WHAT IS REQUIRED: Work through the material beneath and count the lines that include "printed"; the answer is that number alone.

SOURCE INFORMATION:

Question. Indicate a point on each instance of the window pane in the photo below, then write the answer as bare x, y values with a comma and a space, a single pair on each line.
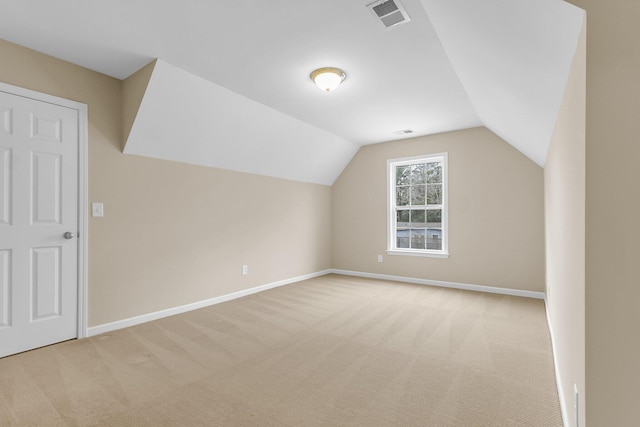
402, 196
434, 239
418, 218
418, 194
434, 194
434, 218
418, 240
434, 172
418, 175
402, 238
402, 218
402, 175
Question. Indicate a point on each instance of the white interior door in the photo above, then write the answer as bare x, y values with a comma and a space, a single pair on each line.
38, 205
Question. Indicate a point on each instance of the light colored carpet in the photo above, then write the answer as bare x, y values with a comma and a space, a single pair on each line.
331, 351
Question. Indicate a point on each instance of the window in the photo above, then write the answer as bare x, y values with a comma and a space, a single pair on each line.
418, 206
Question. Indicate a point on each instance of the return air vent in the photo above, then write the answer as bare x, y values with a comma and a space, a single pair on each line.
389, 12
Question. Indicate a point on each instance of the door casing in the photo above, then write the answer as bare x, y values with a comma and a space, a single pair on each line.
82, 203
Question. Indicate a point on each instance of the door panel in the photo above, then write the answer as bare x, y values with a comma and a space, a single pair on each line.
38, 205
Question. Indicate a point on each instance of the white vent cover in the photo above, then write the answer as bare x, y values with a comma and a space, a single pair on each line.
389, 12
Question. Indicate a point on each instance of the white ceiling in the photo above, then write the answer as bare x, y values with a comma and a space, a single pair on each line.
498, 63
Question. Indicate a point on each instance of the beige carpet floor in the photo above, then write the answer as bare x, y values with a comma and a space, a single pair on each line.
331, 351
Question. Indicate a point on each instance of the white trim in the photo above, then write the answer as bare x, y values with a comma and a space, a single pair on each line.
563, 403
391, 214
417, 253
83, 138
132, 321
454, 285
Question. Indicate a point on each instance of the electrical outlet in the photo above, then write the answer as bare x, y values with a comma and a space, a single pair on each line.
97, 209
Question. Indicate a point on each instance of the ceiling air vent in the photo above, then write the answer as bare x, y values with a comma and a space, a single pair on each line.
389, 12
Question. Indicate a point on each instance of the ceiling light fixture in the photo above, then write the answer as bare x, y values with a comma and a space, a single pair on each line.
328, 78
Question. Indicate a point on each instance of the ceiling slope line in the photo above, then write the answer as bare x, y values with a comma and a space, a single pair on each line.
513, 59
185, 118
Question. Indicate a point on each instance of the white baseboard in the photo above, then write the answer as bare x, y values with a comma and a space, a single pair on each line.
563, 402
464, 286
132, 321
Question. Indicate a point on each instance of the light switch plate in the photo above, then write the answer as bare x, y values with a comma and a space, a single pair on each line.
97, 209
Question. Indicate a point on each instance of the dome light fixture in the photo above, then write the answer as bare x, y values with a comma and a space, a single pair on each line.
328, 78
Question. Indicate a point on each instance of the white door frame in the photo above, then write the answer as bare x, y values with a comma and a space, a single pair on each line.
83, 138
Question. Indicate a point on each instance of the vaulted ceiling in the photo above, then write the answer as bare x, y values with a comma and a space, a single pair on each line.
231, 85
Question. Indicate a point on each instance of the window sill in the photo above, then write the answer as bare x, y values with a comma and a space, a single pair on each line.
415, 253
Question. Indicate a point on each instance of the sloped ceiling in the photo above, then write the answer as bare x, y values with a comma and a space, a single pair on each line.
513, 58
231, 87
185, 118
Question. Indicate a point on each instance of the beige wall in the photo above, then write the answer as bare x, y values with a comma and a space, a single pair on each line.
496, 215
612, 212
564, 190
175, 233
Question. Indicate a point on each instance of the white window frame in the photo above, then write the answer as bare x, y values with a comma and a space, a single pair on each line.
391, 205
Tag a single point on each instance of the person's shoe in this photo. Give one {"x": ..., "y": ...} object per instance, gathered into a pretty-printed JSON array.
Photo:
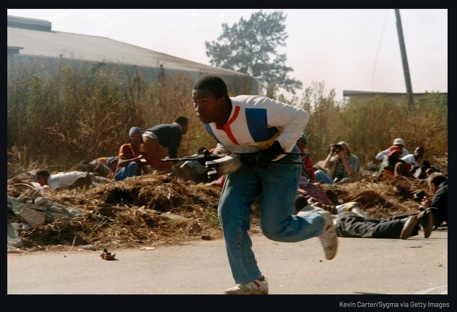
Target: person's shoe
[
  {"x": 328, "y": 238},
  {"x": 409, "y": 226},
  {"x": 427, "y": 220},
  {"x": 256, "y": 287},
  {"x": 300, "y": 203}
]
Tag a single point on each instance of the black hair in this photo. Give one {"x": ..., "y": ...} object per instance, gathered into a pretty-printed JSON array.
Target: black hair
[
  {"x": 201, "y": 150},
  {"x": 214, "y": 83},
  {"x": 43, "y": 173},
  {"x": 181, "y": 120}
]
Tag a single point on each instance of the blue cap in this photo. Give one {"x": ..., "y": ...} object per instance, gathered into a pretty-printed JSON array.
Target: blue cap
[{"x": 135, "y": 130}]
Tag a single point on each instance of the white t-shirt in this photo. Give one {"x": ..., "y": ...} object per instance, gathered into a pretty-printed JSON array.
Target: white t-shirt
[
  {"x": 64, "y": 179},
  {"x": 384, "y": 153}
]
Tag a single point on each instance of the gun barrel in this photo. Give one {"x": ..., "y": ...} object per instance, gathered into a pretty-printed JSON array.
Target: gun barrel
[{"x": 181, "y": 159}]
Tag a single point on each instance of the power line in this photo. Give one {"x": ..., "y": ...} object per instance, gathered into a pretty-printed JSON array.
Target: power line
[{"x": 377, "y": 51}]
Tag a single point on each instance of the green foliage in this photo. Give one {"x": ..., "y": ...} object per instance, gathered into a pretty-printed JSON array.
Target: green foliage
[
  {"x": 73, "y": 113},
  {"x": 250, "y": 47},
  {"x": 370, "y": 127}
]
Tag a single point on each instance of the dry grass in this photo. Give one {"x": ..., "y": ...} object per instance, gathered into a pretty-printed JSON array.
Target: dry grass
[{"x": 155, "y": 210}]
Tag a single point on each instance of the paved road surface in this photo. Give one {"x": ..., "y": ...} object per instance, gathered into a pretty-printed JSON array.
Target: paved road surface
[{"x": 362, "y": 266}]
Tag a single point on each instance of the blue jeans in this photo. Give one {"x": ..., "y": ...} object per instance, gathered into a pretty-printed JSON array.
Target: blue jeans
[
  {"x": 276, "y": 188},
  {"x": 322, "y": 177},
  {"x": 132, "y": 169}
]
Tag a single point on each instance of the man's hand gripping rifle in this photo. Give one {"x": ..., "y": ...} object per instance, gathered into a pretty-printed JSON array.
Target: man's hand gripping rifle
[{"x": 217, "y": 164}]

TASK OUTPUT: 11